* [Your task] Check each line of the records below and collect those holding "negative".

(Collected data)
=-=-=-=-=
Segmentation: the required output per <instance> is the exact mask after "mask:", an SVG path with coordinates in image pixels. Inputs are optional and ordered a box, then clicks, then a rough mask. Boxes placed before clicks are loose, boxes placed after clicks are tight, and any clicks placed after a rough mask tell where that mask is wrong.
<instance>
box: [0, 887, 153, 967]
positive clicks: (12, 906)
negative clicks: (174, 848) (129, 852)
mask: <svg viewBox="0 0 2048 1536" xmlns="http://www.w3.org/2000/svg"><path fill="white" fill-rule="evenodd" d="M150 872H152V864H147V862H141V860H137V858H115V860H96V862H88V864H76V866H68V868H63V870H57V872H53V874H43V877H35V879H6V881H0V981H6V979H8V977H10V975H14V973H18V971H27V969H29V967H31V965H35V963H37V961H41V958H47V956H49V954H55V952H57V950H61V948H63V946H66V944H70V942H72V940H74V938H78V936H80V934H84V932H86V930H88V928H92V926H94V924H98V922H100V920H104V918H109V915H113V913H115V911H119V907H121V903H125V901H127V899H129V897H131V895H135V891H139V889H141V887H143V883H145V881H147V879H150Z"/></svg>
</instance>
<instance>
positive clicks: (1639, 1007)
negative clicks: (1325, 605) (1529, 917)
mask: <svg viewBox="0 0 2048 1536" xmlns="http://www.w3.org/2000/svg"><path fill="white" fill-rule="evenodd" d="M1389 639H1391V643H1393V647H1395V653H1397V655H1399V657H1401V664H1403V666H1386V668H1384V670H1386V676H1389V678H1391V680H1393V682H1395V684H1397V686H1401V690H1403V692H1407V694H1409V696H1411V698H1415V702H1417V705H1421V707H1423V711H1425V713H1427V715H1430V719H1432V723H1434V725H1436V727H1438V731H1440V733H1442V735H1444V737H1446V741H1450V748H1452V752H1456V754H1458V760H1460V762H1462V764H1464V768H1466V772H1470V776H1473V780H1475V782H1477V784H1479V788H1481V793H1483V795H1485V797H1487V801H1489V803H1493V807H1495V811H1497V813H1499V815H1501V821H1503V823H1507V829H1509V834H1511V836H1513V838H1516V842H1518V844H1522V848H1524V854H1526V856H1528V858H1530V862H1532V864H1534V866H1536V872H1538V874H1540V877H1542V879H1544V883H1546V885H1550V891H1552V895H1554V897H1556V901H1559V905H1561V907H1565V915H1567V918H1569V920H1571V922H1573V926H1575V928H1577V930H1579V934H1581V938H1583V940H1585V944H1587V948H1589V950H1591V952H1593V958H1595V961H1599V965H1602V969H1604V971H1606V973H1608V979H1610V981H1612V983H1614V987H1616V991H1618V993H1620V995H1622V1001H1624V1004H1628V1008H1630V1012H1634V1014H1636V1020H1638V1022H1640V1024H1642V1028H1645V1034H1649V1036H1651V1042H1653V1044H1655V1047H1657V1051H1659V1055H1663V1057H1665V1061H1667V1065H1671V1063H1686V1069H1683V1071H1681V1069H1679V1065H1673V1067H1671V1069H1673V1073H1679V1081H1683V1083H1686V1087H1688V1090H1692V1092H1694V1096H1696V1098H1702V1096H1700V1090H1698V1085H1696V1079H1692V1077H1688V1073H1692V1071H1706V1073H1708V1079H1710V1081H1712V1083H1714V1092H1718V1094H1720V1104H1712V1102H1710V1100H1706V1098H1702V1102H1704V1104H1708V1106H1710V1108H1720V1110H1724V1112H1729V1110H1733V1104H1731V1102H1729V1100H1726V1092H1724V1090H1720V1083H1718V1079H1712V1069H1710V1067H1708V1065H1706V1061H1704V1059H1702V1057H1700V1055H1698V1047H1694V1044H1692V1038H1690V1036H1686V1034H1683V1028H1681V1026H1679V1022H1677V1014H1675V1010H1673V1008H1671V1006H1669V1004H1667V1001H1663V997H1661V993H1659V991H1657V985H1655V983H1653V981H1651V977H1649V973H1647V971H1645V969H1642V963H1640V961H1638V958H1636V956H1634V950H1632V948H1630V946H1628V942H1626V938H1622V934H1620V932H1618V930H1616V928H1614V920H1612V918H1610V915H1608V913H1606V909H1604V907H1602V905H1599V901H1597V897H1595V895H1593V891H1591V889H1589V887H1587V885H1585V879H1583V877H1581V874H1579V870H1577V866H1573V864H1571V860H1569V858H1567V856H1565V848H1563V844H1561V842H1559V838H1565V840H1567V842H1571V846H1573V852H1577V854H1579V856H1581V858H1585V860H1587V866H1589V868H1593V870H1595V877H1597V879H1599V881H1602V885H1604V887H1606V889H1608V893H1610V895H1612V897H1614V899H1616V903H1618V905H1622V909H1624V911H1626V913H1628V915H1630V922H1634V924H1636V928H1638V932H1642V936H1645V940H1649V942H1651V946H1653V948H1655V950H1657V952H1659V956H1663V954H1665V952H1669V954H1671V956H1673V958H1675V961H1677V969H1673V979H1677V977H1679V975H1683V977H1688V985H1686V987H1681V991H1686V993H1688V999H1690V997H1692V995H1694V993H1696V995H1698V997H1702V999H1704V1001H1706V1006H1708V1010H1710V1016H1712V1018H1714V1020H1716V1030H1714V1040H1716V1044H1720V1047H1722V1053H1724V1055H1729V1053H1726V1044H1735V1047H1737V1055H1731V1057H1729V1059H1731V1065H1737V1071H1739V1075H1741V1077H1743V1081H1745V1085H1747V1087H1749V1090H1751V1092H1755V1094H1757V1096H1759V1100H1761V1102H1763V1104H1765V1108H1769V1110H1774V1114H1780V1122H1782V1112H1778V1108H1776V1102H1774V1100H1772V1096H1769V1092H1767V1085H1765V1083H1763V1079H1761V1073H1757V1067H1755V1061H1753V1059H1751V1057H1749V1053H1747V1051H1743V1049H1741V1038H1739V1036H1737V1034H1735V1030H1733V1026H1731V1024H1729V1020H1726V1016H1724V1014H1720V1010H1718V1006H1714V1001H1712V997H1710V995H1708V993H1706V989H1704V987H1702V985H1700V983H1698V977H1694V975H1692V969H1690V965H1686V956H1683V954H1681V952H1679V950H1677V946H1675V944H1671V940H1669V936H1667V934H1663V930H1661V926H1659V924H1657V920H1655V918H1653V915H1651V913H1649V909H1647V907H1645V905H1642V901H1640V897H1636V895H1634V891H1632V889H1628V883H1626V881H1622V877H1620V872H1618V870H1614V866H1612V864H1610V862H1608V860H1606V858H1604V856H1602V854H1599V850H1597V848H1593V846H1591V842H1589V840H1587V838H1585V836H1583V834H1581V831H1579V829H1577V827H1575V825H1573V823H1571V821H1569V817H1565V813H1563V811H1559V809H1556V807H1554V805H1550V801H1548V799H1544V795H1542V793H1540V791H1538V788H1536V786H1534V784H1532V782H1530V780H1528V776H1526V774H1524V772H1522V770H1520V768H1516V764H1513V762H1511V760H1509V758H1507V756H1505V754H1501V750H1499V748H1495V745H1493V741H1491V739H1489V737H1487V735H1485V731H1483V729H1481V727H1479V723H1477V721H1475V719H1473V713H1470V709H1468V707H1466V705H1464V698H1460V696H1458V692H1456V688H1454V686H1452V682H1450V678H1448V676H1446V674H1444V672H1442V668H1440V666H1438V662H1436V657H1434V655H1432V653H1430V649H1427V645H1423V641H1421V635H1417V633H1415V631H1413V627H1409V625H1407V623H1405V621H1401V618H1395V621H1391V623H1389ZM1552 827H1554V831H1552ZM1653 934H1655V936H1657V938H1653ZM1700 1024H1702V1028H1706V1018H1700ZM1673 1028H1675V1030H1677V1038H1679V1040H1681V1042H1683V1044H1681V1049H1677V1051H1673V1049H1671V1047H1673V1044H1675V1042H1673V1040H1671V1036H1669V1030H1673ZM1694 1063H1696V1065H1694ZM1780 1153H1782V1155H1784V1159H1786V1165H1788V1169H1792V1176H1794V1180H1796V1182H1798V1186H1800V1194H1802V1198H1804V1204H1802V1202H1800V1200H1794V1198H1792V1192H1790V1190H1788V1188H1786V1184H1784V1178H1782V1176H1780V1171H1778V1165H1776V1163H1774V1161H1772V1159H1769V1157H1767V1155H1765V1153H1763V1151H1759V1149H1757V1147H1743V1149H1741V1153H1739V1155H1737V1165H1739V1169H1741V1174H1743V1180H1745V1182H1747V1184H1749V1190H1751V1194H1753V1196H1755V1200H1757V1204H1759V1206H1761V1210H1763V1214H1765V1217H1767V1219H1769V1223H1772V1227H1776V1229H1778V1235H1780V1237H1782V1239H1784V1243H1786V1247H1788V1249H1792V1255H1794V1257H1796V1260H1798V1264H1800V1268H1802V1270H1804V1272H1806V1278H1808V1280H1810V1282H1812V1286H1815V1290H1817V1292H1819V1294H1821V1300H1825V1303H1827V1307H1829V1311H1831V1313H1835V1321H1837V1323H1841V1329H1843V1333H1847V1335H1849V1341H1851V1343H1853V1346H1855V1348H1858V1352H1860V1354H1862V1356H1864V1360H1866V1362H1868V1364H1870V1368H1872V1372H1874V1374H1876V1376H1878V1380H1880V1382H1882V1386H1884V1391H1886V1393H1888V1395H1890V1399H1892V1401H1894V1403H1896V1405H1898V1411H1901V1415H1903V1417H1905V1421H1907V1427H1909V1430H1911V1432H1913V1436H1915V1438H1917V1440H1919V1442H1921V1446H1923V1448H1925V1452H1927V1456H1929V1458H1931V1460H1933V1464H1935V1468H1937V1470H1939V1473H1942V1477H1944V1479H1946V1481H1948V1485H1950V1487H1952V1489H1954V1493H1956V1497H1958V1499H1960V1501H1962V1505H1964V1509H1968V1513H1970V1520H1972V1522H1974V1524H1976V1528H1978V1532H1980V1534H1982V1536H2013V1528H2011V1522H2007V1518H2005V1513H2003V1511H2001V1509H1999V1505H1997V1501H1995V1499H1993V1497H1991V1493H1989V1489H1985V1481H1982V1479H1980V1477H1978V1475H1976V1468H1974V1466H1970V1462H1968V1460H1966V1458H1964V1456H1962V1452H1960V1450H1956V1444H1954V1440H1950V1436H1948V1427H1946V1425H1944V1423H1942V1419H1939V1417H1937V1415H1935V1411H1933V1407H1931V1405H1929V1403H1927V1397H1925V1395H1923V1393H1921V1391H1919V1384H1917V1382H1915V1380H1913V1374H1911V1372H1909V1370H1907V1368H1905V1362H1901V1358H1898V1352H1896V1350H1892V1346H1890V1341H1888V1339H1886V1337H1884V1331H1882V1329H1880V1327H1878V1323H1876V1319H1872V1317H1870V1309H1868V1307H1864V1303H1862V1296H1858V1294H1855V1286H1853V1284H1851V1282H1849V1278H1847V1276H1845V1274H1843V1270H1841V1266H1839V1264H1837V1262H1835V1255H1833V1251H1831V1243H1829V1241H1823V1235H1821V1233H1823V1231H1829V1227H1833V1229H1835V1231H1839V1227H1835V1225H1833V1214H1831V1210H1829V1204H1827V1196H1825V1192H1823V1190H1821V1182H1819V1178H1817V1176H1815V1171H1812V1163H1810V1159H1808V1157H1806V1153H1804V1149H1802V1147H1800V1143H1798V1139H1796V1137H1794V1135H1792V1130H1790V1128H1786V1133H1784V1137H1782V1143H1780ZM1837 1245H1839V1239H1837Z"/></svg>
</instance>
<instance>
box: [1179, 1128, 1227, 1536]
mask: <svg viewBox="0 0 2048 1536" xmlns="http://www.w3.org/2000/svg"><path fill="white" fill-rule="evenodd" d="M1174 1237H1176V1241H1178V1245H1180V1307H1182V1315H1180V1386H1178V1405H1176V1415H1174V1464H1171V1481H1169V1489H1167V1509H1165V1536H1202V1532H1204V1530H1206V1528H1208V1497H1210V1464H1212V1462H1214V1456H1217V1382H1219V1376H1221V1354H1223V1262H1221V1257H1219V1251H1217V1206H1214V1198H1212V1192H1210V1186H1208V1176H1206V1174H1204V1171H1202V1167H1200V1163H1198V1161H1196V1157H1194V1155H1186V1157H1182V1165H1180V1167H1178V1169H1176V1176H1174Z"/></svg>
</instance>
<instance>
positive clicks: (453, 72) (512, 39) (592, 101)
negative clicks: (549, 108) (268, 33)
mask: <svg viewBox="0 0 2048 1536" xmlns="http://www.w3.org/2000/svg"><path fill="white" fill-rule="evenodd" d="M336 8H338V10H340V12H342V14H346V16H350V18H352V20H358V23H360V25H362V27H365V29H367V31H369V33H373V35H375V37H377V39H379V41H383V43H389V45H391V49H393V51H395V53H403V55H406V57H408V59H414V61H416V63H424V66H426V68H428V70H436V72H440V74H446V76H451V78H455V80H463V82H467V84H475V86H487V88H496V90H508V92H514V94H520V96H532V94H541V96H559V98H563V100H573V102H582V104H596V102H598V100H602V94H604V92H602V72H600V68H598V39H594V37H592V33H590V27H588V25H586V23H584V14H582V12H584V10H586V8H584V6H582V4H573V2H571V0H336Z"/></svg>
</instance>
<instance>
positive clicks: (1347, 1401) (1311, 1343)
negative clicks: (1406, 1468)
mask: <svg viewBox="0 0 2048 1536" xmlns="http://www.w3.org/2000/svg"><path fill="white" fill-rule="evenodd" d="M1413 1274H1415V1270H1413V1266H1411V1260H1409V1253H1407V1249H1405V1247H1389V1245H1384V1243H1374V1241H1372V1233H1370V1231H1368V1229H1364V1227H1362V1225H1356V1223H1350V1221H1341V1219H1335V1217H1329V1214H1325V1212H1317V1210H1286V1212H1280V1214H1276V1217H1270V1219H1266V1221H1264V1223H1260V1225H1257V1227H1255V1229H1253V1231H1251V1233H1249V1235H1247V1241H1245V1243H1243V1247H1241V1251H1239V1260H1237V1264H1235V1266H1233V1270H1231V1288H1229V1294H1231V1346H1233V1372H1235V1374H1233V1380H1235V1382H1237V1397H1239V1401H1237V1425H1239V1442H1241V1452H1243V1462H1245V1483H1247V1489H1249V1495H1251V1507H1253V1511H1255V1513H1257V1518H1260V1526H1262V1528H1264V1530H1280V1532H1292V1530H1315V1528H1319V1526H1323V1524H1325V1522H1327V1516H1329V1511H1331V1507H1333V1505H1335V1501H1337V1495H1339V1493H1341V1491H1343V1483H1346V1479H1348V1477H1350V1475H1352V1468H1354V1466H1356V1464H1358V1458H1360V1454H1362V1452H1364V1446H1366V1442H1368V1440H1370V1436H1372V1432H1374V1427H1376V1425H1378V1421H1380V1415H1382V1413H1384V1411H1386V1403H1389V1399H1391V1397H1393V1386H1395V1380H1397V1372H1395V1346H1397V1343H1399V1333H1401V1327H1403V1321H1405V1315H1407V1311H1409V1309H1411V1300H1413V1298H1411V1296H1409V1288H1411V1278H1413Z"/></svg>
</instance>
=-=-=-=-=
* [Solution for this problem]
negative clicks: (174, 848) (129, 852)
negative clicks: (1325, 605) (1529, 917)
negative clicks: (549, 108) (268, 33)
negative clicks: (1406, 1468)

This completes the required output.